Please give the data below again in full, exactly as it stands.
-- Start Data supplied --
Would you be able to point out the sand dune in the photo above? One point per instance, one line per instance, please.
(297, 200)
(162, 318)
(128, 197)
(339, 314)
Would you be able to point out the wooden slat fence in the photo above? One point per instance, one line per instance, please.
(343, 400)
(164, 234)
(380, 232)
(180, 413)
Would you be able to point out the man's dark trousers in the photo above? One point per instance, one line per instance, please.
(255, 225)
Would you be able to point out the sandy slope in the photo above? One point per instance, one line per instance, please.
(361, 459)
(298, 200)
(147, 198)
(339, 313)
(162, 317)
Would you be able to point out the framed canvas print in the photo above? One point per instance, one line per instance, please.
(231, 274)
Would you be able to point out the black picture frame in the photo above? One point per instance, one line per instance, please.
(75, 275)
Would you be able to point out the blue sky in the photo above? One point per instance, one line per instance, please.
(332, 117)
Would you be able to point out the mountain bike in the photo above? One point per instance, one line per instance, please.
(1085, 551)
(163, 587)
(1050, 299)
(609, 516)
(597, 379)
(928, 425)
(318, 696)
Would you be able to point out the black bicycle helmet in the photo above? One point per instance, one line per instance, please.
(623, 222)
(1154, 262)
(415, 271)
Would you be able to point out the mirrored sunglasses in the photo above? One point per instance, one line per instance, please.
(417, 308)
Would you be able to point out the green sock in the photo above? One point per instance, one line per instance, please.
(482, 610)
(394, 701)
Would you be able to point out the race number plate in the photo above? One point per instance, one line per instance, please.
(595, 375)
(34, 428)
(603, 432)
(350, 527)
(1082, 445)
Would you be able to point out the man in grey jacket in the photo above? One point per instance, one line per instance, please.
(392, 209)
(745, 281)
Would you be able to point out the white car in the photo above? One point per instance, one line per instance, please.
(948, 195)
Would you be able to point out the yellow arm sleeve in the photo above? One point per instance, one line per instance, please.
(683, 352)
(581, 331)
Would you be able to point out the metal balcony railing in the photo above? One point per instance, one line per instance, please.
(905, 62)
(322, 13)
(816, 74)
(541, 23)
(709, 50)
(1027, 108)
-- End Data supplied --
Answer for this exercise:
Would you be able to point out the sand dune in the photo above? One point per instance, one line per instance, please.
(297, 200)
(162, 318)
(128, 197)
(339, 314)
Would you be able to point out the wooden slat fence in the photo above? One point per instance, one line per instance, please.
(343, 400)
(164, 234)
(380, 232)
(180, 413)
Would you be able to point out the man's dark trousers in the photo above? One point per instance, one line per instance, please.
(255, 225)
Would you be able to point out the sandy slope in the photo above? One point per instance, one line per instance, please.
(361, 459)
(298, 200)
(147, 198)
(339, 313)
(162, 317)
Would you be able to point out the framed canvas print in the photo above? One point per instance, one line per instance, please.
(231, 274)
Would you be able to point out the black picture frame in the photo above? One point per instance, one line per instance, please.
(75, 275)
Would you be able to point out the blue sky in the photo above? One point per instance, one line per instance, please.
(332, 117)
Would you be able to point out the mountain bike in the photo above? One point per instance, one line per instance, please.
(1085, 551)
(163, 587)
(1050, 299)
(609, 516)
(597, 379)
(928, 425)
(318, 696)
Would you be able to point out the black bicycle helmet in the photo above? One point per instance, one line per instance, please.
(623, 222)
(1154, 262)
(415, 271)
Would you be able to point out the mirrored sunglasses in the photo above? One point per instance, one line per instance, please.
(417, 308)
Would you be able to point out the green sock in the photo above? One point per instance, one line per instance, please.
(482, 610)
(394, 701)
Would you be able to point out the race number plate in the photo above? One point per instance, one line per instance, please.
(595, 375)
(34, 428)
(603, 432)
(350, 527)
(1082, 445)
Would you be able to point out the man in grey jacket in the photo above? One point per instance, one line per instance, please.
(392, 209)
(745, 281)
Would you be able to point out the white car in the photo above? One point per instance, one line per instance, please.
(948, 195)
Would you be able to point out the yellow arm sleeve in the photo above? One point per instance, one line per instance, please.
(683, 352)
(581, 331)
Would you be able to point out the metal balcony railing in the photo above? One point per instance, one line per instance, please.
(905, 62)
(322, 13)
(816, 74)
(541, 23)
(709, 50)
(1027, 108)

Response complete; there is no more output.